Travail à faire: Compte les lignes des enregistrements ci-dessous qui contiennent le mot "eggshell". Donne uniquement le nombre.

* * * * * * *

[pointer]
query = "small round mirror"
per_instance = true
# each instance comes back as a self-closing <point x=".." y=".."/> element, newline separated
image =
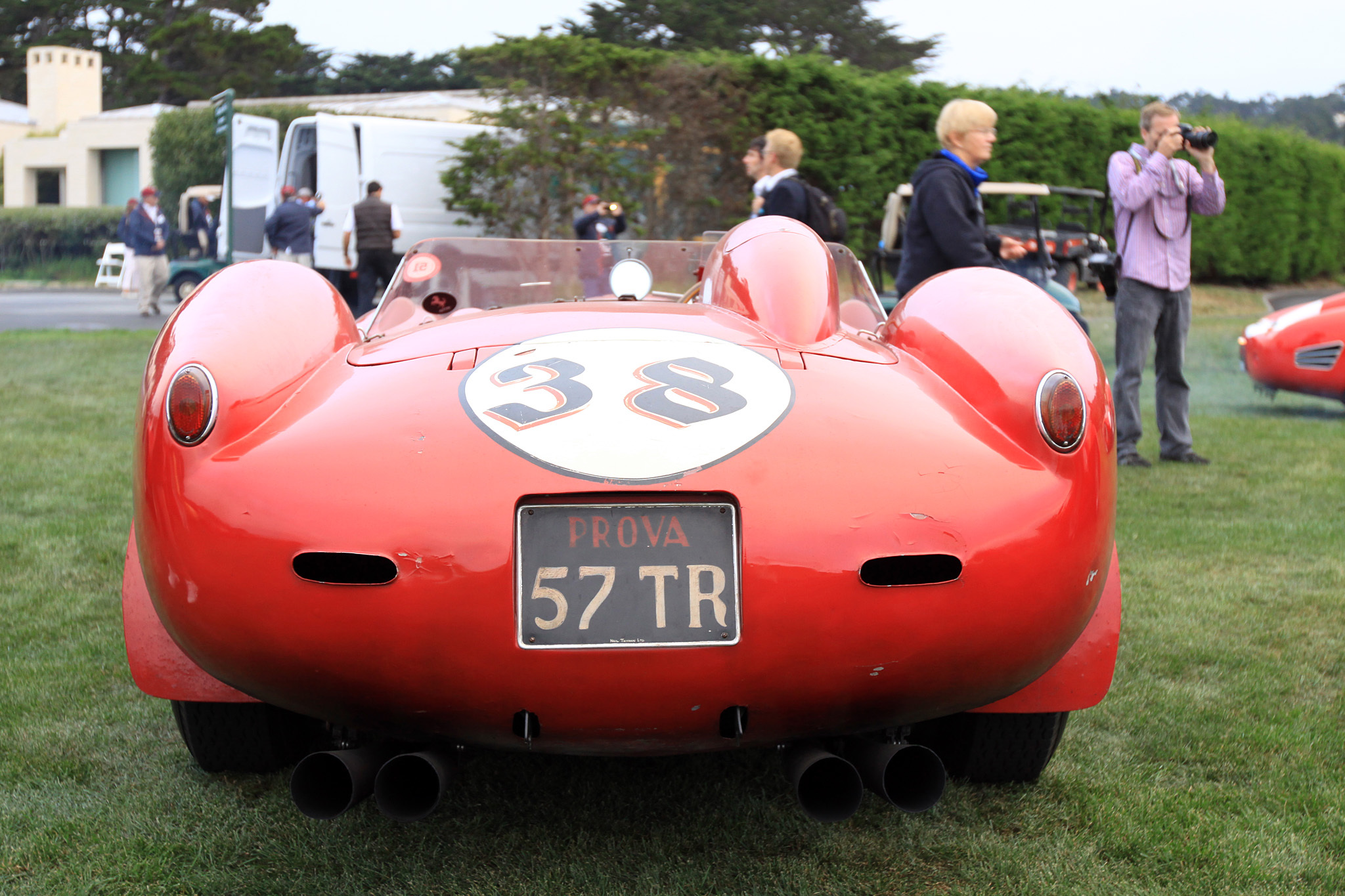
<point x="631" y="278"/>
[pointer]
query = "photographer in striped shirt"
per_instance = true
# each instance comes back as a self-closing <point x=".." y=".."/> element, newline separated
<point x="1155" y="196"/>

* * * * * * *

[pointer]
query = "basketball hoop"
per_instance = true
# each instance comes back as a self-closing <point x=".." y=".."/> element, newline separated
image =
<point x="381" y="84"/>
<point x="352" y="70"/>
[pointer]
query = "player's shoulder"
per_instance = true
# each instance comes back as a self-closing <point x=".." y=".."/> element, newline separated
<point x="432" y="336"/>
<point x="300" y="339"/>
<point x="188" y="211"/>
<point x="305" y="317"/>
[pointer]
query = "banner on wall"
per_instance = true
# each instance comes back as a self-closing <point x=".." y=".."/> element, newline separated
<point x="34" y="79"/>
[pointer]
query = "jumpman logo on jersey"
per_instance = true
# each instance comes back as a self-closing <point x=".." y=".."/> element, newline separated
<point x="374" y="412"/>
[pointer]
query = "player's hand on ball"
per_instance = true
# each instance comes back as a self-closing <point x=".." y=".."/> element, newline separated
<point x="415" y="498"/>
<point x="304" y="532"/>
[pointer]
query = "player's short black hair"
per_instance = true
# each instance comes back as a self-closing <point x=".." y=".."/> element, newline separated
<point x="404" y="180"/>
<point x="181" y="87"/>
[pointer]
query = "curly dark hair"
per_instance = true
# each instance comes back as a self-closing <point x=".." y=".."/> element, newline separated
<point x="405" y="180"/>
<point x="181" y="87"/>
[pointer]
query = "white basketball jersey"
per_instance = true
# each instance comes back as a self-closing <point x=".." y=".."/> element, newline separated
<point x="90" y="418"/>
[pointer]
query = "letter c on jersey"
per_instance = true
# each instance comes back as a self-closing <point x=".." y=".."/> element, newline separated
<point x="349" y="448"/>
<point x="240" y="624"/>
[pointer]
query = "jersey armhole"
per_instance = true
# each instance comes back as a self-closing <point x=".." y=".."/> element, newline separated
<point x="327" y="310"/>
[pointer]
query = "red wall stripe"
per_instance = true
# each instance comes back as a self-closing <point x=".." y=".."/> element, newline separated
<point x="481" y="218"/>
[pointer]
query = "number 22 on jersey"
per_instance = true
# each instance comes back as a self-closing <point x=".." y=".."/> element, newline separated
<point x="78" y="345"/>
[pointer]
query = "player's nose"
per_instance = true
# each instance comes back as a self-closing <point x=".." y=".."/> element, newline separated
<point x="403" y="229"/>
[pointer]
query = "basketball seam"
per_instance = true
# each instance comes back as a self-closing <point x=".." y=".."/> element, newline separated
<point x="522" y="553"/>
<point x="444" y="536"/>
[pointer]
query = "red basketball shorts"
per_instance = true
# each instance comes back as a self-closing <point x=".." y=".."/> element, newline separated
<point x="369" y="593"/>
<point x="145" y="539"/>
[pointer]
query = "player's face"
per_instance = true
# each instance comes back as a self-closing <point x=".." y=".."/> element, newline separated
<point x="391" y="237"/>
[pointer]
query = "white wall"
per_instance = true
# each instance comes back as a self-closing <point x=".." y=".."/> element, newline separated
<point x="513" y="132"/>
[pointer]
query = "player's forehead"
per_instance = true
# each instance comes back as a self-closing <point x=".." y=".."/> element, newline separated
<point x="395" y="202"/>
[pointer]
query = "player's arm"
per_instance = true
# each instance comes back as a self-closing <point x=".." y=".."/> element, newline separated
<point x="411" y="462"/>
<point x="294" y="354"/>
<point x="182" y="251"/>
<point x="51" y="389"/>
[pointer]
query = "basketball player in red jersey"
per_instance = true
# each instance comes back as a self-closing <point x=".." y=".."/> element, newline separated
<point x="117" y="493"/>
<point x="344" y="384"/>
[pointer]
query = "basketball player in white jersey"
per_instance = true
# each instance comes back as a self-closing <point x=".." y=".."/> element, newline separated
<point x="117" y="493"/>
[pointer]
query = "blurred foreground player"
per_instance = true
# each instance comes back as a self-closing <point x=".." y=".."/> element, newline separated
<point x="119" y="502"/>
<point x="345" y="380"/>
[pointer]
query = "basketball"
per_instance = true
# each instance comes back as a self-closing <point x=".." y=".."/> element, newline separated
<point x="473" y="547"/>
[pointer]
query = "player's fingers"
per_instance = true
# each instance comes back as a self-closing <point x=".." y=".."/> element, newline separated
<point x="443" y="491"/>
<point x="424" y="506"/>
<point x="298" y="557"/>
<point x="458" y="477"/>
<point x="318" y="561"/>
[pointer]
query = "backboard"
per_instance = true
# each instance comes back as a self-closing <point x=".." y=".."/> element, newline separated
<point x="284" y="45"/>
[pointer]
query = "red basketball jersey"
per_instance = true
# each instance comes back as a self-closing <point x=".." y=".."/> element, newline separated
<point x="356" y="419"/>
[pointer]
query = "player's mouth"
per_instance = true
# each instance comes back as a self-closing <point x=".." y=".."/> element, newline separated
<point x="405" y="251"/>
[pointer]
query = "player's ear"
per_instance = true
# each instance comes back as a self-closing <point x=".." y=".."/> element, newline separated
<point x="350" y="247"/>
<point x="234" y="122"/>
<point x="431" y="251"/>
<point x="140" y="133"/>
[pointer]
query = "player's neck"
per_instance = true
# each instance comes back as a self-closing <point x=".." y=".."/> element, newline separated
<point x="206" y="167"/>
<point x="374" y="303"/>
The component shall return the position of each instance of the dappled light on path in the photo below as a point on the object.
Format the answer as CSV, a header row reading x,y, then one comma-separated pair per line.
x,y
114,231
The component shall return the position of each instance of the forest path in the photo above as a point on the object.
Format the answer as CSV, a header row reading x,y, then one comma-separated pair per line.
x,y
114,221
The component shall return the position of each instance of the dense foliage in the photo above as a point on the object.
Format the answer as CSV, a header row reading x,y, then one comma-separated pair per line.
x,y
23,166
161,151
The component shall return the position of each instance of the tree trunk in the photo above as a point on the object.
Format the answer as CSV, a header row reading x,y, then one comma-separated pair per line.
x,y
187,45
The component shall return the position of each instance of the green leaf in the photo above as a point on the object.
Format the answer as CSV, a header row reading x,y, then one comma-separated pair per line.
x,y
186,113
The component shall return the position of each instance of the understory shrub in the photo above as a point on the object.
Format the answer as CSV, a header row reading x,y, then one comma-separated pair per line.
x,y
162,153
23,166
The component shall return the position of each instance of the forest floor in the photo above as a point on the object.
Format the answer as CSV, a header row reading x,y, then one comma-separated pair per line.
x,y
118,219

* * * * * * *

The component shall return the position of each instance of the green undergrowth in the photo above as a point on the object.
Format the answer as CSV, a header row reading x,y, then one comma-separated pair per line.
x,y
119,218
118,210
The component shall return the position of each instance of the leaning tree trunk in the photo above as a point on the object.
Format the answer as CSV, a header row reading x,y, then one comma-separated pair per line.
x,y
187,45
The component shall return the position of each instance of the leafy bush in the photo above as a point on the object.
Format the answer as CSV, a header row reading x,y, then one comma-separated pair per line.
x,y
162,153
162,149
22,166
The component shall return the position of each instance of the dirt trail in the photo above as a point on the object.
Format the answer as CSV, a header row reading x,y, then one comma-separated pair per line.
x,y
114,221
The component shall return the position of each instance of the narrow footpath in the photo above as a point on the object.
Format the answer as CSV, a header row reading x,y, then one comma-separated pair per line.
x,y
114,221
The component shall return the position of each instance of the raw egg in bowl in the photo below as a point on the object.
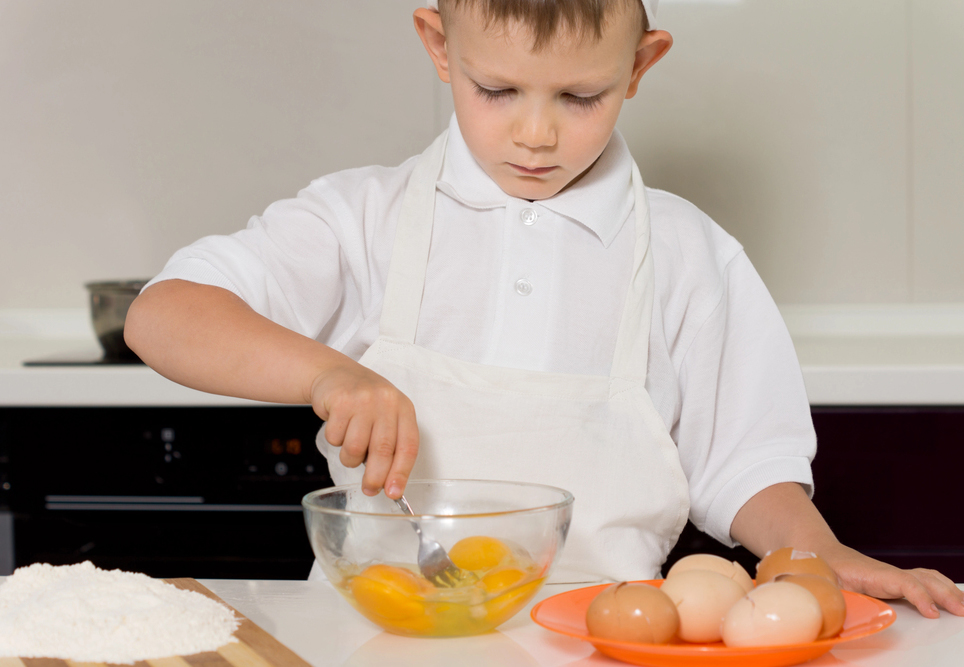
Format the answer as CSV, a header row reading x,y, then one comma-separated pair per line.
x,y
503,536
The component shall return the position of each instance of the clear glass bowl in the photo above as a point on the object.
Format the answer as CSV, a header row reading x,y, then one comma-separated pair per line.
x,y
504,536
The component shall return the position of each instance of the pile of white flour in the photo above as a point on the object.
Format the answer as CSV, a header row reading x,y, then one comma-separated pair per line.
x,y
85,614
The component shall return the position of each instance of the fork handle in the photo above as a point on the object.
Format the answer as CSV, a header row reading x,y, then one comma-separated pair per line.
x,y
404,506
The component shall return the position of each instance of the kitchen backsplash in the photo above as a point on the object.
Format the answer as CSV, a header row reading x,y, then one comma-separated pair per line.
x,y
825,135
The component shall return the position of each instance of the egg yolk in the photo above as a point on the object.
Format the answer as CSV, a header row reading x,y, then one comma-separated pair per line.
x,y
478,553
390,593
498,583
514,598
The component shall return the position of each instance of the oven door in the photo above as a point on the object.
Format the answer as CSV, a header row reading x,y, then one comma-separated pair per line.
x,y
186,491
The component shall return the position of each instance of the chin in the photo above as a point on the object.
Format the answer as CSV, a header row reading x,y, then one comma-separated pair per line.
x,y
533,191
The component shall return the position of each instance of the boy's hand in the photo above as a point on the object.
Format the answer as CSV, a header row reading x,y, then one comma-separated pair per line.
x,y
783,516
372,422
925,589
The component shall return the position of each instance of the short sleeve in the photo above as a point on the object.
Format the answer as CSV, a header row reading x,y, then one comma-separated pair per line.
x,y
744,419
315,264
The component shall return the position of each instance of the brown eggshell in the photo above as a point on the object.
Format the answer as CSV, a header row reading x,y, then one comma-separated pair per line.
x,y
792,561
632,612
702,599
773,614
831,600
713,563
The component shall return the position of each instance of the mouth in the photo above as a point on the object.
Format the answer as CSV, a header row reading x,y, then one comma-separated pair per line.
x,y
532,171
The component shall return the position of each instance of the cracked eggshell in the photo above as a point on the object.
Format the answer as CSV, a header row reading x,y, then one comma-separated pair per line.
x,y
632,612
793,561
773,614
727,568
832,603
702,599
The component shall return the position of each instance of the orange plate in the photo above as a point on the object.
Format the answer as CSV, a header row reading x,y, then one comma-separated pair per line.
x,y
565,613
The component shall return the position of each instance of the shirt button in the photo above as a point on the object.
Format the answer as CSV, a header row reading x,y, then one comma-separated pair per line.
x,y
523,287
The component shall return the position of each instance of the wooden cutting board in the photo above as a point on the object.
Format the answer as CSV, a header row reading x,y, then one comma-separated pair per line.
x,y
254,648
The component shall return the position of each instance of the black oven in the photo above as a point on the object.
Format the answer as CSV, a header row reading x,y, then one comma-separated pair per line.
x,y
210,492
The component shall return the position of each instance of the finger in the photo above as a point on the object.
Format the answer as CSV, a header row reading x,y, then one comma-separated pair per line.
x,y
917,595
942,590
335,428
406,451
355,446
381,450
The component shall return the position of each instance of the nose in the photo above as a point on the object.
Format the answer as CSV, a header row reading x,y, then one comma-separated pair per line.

* * * * * * *

Solution ci-dessous: 2